_EXERCICES PROPOSÉS_
1) Traduisez en anglais cette phrase du texte sur le recyclage : « Et les usines de recyclage elles-mêmes consomment beaucoup. »
2) Recopiez mot pour mot un passage du texte sur le recyclage, en commençant aux mots « La question est » et en vous arrêtant après « des ressources durables. ».

Présenté dans le secteur événementiel comme une solution miracle, le recyclage n’implique en rien un changement des usages. Il peut même inciter à produire et consommer toujours plus.
Tout d’abord, rappelons de quoi il est question. Le recyclage consiste à détruire un matériau pour le transformer via un procédé industriel lourd en un nouveau matériau, qui n’aura généralement pas les mêmes propriétés (résistance, durabilité, usage...). La première question à se poser serait la suivante : pourquoi détruire un matériau quand il est possible de rallonger sa durée de vie ?
La question est d’autant plus piquante pour le secteur évènementiel où tous les aménagements sont produits à partir de matériaux neufs (bois, textiles, moquettes, bâches...) et pour un usage extrêmement court. Un défilé de mode - comble de l’éphémère - dure entre 12 et 20 minutes, un salon professionnel quelques jours à peine. Dans ce contexte, stands, décors, scénographies et vitrines apparaissent comme des «consommables» à usage unique là où ils pourraient (et devraient) être considérés comme des ressources durables.
Les limites du recyclage
Si tout le monde connaît le principe du recyclage en théorie, peu sont au fait des limites du procédé dans la pratique. Elles sont pourtant nombreuses. Par exemple, ne peuvent être recyclés que les matériaux qui ont été strictement triés. Or, sur un démontage en fin d’événement, on manque de temps et tout finit généralement jeté en vrac dans des bennes de déchets dits «mélangés», qui ne pourront de fait plus jamais être revalorisés. Idem pour les matériaux composites (c’est-à-dire mélangés dès leur fabrication), comme la moquette par exemple : composée de polypropylène et de latex, elle finira quasi-systématiquement enfouie ou incinérée.
Ensuite, il faut savoir que recyclage est une action polluante en soi. Selon la géographie des filières, on fait parcourir des centaines de kilomètres à la matière (la moquette est traitée en Belgique, le PVC en Autriche…) avec les bilans carbones qu’on imagine. Et les usines de recyclage elles-mêmes consomment beaucoup. D’où la logique consistant à éloigner autant que possible les deux étapes les plus polluantes dans le cycle de vie d’un matériau : sa production et sa destruction (ou sa transformation par un procédé de recyclage).

(Données d'étiquetage par coordonnées)

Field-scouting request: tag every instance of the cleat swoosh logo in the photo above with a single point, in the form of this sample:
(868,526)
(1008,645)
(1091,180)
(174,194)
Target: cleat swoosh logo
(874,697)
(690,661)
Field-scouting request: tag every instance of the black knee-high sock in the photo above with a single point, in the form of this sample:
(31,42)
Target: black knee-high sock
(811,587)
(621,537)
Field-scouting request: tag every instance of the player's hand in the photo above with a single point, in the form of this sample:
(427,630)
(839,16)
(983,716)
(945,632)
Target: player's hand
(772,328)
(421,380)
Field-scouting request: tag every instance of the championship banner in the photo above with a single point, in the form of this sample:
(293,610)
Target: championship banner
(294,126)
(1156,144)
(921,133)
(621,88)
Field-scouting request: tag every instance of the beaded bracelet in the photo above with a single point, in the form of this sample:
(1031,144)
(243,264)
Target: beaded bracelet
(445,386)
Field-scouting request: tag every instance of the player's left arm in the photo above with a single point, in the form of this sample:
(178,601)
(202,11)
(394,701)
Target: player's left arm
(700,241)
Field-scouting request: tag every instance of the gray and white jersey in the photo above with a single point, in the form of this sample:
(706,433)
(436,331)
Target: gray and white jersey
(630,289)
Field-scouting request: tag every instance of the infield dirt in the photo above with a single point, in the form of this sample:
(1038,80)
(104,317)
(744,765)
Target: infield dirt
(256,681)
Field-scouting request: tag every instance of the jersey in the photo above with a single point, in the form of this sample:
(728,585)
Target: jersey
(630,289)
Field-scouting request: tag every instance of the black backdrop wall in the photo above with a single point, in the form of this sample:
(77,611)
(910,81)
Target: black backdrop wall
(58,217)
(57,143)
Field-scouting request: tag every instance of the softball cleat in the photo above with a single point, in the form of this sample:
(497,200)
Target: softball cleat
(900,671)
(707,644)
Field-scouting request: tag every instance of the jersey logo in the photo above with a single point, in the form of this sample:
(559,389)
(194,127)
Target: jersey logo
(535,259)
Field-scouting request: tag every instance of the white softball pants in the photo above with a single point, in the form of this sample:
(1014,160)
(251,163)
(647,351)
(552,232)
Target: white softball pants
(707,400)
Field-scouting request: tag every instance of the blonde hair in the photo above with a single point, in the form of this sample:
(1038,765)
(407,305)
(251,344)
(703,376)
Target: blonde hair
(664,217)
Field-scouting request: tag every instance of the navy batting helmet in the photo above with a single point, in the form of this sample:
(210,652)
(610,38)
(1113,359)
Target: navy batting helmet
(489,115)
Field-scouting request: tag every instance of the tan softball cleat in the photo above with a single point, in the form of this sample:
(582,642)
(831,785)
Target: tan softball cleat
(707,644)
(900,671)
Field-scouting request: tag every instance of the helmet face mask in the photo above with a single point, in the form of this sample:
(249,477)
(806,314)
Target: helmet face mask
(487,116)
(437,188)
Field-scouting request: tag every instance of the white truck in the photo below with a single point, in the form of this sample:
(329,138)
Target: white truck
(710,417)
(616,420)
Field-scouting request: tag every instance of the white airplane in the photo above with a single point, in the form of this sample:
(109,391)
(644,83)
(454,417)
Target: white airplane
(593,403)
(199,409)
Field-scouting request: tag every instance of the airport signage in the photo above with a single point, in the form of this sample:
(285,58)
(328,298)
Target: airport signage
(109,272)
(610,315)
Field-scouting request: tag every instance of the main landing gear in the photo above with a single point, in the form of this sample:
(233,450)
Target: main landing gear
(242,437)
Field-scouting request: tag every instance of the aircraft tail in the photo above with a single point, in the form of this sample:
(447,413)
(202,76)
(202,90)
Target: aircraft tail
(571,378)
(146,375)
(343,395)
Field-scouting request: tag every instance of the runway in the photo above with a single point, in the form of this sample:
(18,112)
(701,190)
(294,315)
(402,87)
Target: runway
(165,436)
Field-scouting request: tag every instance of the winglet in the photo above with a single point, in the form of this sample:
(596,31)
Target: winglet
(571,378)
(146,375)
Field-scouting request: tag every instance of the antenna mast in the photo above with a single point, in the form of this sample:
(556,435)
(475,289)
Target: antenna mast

_RÉPONSES AUX EXERCICES_
1) And the recycling plants themselves consume a lot.

2)
La question est d’autant plus piquante pour le secteur évènementiel où tous les aménagements sont produits à partir de matériaux neufs (bois, textiles, moquettes, bâches...) et pour un usage extrêmement court. Un défilé de mode - comble de l’éphémère - dure entre 12 et 20 minutes, un salon professionnel quelques jours à peine. Dans ce contexte, stands, décors, scénographies et vitrines apparaissent comme des «consommables» à usage unique là où ils pourraient (et devraient) être considérés comme des ressources durables.